**TASK**
Please rewrite the material from its start up to and including the line with "(1341, 494)", requests and all, and scale every point coordinate by 0.4, rounding to whole numbers with halves going up. Give only those lines.

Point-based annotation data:

★ ★ ★ ★ ★

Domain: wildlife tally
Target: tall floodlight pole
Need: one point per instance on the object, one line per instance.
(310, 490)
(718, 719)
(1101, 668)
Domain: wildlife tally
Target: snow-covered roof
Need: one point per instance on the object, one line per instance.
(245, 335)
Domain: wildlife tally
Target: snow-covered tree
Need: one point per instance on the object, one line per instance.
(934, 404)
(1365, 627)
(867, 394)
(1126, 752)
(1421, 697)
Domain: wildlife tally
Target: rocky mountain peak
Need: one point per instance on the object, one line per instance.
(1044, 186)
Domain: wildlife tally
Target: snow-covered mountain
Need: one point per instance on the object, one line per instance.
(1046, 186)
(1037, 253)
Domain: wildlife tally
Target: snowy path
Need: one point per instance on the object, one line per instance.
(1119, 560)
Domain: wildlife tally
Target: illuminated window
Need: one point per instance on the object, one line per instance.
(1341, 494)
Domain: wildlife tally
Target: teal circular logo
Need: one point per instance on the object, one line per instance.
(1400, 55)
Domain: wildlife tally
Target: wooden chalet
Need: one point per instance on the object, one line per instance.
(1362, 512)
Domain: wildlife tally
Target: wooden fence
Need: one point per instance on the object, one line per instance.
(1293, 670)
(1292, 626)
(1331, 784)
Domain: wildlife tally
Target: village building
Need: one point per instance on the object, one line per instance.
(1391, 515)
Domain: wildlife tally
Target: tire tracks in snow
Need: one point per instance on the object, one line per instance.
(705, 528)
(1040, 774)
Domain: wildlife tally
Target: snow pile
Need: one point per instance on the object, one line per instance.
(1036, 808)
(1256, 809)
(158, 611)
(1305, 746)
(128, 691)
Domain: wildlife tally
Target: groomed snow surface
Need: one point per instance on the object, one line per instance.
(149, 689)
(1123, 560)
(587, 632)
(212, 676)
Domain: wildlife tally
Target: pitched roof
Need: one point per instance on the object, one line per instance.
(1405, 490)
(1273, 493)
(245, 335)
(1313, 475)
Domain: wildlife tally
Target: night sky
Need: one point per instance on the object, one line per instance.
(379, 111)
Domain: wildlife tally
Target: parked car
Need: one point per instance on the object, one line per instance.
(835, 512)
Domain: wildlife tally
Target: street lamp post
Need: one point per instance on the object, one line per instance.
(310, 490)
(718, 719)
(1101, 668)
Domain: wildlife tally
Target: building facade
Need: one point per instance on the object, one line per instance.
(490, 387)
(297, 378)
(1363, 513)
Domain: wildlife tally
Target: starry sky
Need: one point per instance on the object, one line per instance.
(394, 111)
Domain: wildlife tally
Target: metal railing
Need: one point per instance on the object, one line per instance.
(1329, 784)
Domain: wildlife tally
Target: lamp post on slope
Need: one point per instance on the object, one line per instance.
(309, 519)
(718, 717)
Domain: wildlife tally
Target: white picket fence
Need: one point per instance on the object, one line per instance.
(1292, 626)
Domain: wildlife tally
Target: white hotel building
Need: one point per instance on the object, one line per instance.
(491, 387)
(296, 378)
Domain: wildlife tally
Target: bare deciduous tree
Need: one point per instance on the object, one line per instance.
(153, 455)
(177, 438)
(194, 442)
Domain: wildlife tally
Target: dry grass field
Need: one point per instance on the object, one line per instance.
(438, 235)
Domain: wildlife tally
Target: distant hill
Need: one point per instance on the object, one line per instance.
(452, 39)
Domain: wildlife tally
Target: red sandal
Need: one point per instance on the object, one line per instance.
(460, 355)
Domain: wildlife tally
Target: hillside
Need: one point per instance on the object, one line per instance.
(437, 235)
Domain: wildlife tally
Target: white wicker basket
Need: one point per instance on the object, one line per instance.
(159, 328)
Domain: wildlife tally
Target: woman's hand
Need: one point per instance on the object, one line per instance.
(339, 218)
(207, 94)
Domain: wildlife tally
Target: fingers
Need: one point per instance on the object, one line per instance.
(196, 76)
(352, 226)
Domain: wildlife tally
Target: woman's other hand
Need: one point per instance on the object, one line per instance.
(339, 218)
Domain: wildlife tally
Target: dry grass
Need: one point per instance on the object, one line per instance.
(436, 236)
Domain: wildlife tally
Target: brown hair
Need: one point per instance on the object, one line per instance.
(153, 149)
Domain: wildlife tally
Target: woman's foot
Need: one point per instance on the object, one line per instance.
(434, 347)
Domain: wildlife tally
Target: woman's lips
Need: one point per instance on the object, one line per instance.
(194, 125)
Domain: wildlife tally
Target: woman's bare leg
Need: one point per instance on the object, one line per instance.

★ ★ ★ ★ ★

**WRITTEN SOLUTION**
Domain: wildlife tally
Target: tall floodlight pole
Need: one point per instance on the object, one line per instance.
(124, 196)
(287, 288)
(440, 267)
Domain: wildlife tally
Target: snow-covered roof
Need: one point per instance on the object, one line per instance.
(98, 134)
Domain: wildlife tally
Target: snow-covered tree
Need: one point per instance on the object, one line per instance.
(374, 162)
(546, 251)
(347, 158)
(450, 301)
(568, 279)
Domain: wildlife tally
Target: rocky mountain peak
Need: one point per instance on the object, one line per instance.
(418, 74)
Domain: wildlife tally
Target: snow-covered mountain
Need: one point per instance on the object, one line per instance.
(418, 74)
(415, 101)
Domain: wildlife tally
Target: snowy path
Need: one point per instance on the object, one line per instance.
(448, 224)
Domain: wildlife tally
Target: illuminated window
Need: one point per instance on the object, one line per instance.
(536, 198)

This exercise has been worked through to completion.